TUJUAN LATIHAN: Ganti setiap "wooden" dengan "timber" pada semua entri di bawah, lalu tulis ulang baris-barisnya tanpa perubahan lain. Jangan sertakan gambar dalam jawaban.

ENTRI YANG DITAMPILKAN:
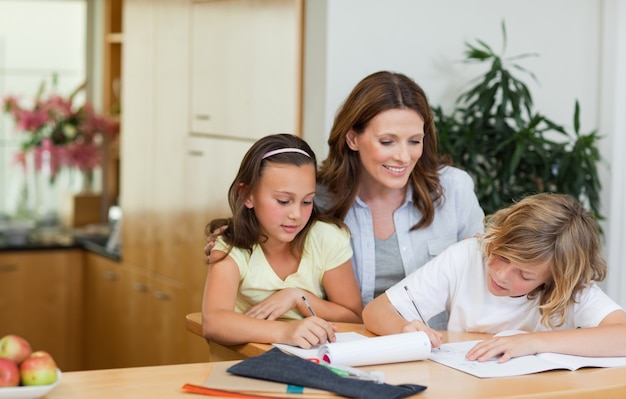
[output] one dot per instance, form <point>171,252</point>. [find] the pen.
<point>351,372</point>
<point>308,306</point>
<point>406,288</point>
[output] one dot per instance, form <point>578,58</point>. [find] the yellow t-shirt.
<point>327,246</point>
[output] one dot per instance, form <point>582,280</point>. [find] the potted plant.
<point>510,149</point>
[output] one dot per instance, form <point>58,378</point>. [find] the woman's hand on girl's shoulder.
<point>276,305</point>
<point>211,241</point>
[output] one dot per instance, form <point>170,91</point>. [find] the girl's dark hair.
<point>243,229</point>
<point>341,170</point>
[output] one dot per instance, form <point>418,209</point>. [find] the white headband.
<point>282,150</point>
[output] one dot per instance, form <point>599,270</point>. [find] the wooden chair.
<point>218,352</point>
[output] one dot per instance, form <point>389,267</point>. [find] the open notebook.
<point>353,349</point>
<point>453,355</point>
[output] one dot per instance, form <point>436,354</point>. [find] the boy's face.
<point>508,278</point>
<point>283,200</point>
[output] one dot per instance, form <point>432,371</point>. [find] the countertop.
<point>93,241</point>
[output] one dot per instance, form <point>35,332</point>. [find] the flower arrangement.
<point>60,134</point>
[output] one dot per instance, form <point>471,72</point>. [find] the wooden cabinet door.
<point>246,67</point>
<point>106,313</point>
<point>41,300</point>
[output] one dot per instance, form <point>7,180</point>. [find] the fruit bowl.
<point>29,392</point>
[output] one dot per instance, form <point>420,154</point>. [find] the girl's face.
<point>507,278</point>
<point>389,147</point>
<point>283,200</point>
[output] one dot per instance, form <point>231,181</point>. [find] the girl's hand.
<point>276,304</point>
<point>503,348</point>
<point>309,332</point>
<point>436,338</point>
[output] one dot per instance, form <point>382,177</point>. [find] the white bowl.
<point>30,392</point>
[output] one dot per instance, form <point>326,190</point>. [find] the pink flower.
<point>59,134</point>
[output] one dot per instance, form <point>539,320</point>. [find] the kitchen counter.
<point>60,240</point>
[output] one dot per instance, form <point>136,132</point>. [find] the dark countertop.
<point>93,243</point>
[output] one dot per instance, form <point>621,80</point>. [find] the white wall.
<point>577,41</point>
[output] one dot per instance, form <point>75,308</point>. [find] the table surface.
<point>442,382</point>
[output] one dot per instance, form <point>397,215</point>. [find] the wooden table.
<point>165,382</point>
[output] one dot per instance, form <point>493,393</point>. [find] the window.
<point>39,39</point>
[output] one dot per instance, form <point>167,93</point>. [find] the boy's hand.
<point>503,348</point>
<point>436,338</point>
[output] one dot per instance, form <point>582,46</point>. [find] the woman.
<point>403,203</point>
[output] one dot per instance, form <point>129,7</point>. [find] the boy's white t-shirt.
<point>456,281</point>
<point>326,247</point>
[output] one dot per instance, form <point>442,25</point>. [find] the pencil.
<point>308,306</point>
<point>406,288</point>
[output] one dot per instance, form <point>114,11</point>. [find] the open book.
<point>453,355</point>
<point>352,349</point>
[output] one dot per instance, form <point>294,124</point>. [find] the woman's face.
<point>389,147</point>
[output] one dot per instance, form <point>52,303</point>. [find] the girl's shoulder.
<point>326,229</point>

JAWABAN:
[output] one dot per instance, form <point>171,252</point>. [find] the pen.
<point>351,372</point>
<point>308,306</point>
<point>406,288</point>
[output] one dot per instance, form <point>578,58</point>. [find] the yellow t-shirt.
<point>327,246</point>
[output] one dot per instance, form <point>582,280</point>. [find] the potted plant.
<point>510,149</point>
[output] one dot per instance, form <point>58,378</point>. [find] the woman's hand on girl's shoulder.
<point>276,305</point>
<point>211,241</point>
[output] one dot per instance, form <point>170,91</point>. [find] the girl's dark hair.
<point>243,229</point>
<point>341,170</point>
[output] one dot per instance, form <point>418,209</point>. [find] the white headband.
<point>282,150</point>
[output] one dot per instance, form <point>599,270</point>. [find] the timber chair.
<point>218,352</point>
[output] one dot per instance, form <point>389,267</point>. [find] the open notebook.
<point>353,349</point>
<point>453,355</point>
[output] one dot per instance, form <point>436,354</point>. [find] the boy's face.
<point>508,278</point>
<point>283,200</point>
[output] one dot per instance, form <point>432,371</point>. [find] the countertop.
<point>93,241</point>
[output] one dot per instance, form <point>35,332</point>. [find] the flower arrangement.
<point>60,134</point>
[output] one dot per instance, form <point>471,72</point>. [find] the timber cabinet door.
<point>246,67</point>
<point>106,313</point>
<point>41,300</point>
[output] one dot per instance, form <point>7,180</point>. [find] the fruit bowl.
<point>29,392</point>
[output] one dot per instance, form <point>420,154</point>. [find] the girl's face.
<point>507,278</point>
<point>389,147</point>
<point>283,200</point>
[output] one dot per instance, form <point>231,181</point>. [find] the girl's hand.
<point>276,304</point>
<point>503,348</point>
<point>309,332</point>
<point>436,338</point>
[output] one dot per instance, form <point>382,177</point>. [find] the white bowl.
<point>30,392</point>
[output] one dot per instance, form <point>326,190</point>. [find] the pink flower.
<point>59,134</point>
[output] one dot per instance, form <point>539,320</point>. [find] the kitchen counter.
<point>60,240</point>
[output] one dot per instance, form <point>136,132</point>. [find] the dark countertop.
<point>93,243</point>
[output] one dot per instance, form <point>621,80</point>. [find] the white wall.
<point>577,41</point>
[output] one dot per instance, form <point>75,308</point>. [find] the table surface.
<point>442,382</point>
[output] one dot per instance, form <point>397,215</point>. [find] the timber table.
<point>165,382</point>
[output] one dot per instance, form <point>493,393</point>. [find] the window.
<point>39,39</point>
[output] one dot per instance, form <point>167,93</point>. [find] the boy's hand.
<point>503,348</point>
<point>436,338</point>
[output] one dot per instance, form <point>582,46</point>. [find] the woman.
<point>403,203</point>
[output] one dot per instance, form <point>129,7</point>. [find] the boy's white t-shirt.
<point>456,281</point>
<point>326,247</point>
[output] one dot per instance, form <point>442,25</point>. [find] the pencil.
<point>308,306</point>
<point>406,288</point>
[output] one dot per instance, form <point>114,11</point>. [find] the open book.
<point>453,355</point>
<point>352,349</point>
[output] one dot per instance, form <point>294,124</point>. [find] the woman's face.
<point>389,147</point>
[output] one dot per instance, form <point>52,303</point>. [find] the girl's shoulder.
<point>326,229</point>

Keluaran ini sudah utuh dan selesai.